:: WRITTEN INSTRUCTION ::
Can you rewrite the entries below, swapping every "dot" for "marker" and leaving everything else unchanged?

:: INPUT FOR THIS TASK ::
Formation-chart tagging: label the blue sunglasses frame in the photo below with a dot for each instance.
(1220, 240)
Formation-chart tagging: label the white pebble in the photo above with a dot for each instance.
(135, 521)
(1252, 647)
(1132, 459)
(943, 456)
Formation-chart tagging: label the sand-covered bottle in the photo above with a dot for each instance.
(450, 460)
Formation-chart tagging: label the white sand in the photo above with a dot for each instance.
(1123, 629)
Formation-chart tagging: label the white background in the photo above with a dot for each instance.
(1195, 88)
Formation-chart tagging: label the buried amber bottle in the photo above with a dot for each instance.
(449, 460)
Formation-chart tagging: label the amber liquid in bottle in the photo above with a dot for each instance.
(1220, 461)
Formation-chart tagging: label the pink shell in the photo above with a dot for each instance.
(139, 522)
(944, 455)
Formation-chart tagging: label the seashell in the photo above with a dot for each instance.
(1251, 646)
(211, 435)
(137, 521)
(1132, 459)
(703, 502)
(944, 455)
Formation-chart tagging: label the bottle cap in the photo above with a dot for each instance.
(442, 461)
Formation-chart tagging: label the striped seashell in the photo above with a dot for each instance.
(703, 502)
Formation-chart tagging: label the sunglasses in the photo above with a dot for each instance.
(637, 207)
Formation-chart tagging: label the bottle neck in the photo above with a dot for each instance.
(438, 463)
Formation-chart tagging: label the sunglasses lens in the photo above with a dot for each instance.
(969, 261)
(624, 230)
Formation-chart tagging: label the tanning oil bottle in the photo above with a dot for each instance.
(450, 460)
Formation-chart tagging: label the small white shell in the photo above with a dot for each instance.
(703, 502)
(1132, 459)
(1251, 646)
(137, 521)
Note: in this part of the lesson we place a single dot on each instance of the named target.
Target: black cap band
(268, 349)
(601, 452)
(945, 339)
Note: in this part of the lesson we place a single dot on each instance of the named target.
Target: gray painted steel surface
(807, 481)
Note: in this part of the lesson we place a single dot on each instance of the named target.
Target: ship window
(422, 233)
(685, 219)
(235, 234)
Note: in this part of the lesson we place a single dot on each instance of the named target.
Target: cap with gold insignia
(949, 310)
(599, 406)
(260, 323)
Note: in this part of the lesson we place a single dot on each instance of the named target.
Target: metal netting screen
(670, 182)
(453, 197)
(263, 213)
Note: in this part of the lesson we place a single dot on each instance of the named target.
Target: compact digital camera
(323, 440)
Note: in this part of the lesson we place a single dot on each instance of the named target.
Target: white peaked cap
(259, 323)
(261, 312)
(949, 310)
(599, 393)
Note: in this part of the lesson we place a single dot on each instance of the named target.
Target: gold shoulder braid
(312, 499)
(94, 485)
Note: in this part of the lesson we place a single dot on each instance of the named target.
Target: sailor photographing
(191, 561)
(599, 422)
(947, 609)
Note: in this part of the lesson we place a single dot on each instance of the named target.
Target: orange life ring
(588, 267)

:: COMPLETED EXERCISE ::
Formation-chart tagging: label the blue sunglasses frame in the photo below with a marker for each instance.
(1220, 240)
Formation-chart tagging: label the white pebble in the photo above with a marker for each instance.
(135, 521)
(1252, 647)
(1132, 459)
(943, 456)
Formation-chart tagging: label the sand-covered bottle in the photo above with a marker for each instance.
(450, 460)
Formation-chart tagging: label the white sand in the photo above with a marker for each instance.
(1123, 629)
Formation-chart tagging: label the white background in the photo above with a marker for each instance.
(1195, 88)
Formation-chart tagging: label the buried amber bottle in the photo above with a marker for each instance.
(449, 460)
Formation-chart tagging: label the amber liquid in bottle in the photo above with a marker for each instance.
(1220, 461)
Formation-chart tagging: label the pink shell in the photo above with a marker for each instance.
(139, 522)
(944, 455)
Formation-chart tagging: label the seashell in the photo above with a marker for each instance.
(1251, 646)
(211, 435)
(137, 521)
(1132, 459)
(703, 502)
(944, 455)
Formation-chart tagging: label the bottle cap in the photo above with a marker for each instance.
(442, 461)
Formation-chart tagging: label the striped seashell in the photo above with a marker for each instance.
(703, 502)
Formation-chart tagging: label the sunglasses in the photo above with a marker for each instance.
(637, 207)
Formation-chart tagging: label the bottle neck in the photo above with a marker for each instance.
(438, 463)
Formation-chart tagging: label the sunglasses lens in the photo above with a marker for each instance.
(969, 261)
(624, 230)
Formation-chart tagging: label the tanning oil bottle in the photo above with a marker for each instance.
(450, 460)
Formation-chart tagging: label the small white shell in the photo above with a marker for each instance.
(703, 502)
(1132, 459)
(1251, 646)
(137, 521)
Note: in this part of the lesson we place a single marker on each instance of the named target.
Target: black cap band
(268, 349)
(601, 452)
(945, 339)
Note: in this part of the lesson we place a single marker on each instance of the named target.
Target: gray painted steel surface
(807, 481)
Note: in this part of the lesson we place a single marker on each instance of the named target.
Target: ship window
(422, 233)
(685, 219)
(235, 234)
Note: in this part of the lesson we place a single marker on each instance of the named target.
Target: cap with gold insignia
(949, 310)
(599, 406)
(260, 323)
Note: in this part of the lesson we place a single marker on each instance of the named target.
Target: metal netting screen
(670, 182)
(453, 197)
(263, 213)
Note: in this part of the lesson we place a single marker on each instance of the named target.
Target: compact digital camera
(323, 440)
Note: in this part of the lesson we place a single marker on each instance of the named target.
Target: white peaked cap
(259, 323)
(261, 312)
(949, 310)
(599, 393)
Note: in this part of the lesson we place a single marker on each instance of the named target.
Target: gold shoulder braid
(312, 499)
(94, 485)
Note: in this part of the lesson we place a single marker on each instance of the named target.
Target: sailor photographing
(191, 561)
(599, 422)
(947, 609)
Note: in this part of the lesson we place a single marker on each instance of the named target.
Target: orange life ring
(588, 267)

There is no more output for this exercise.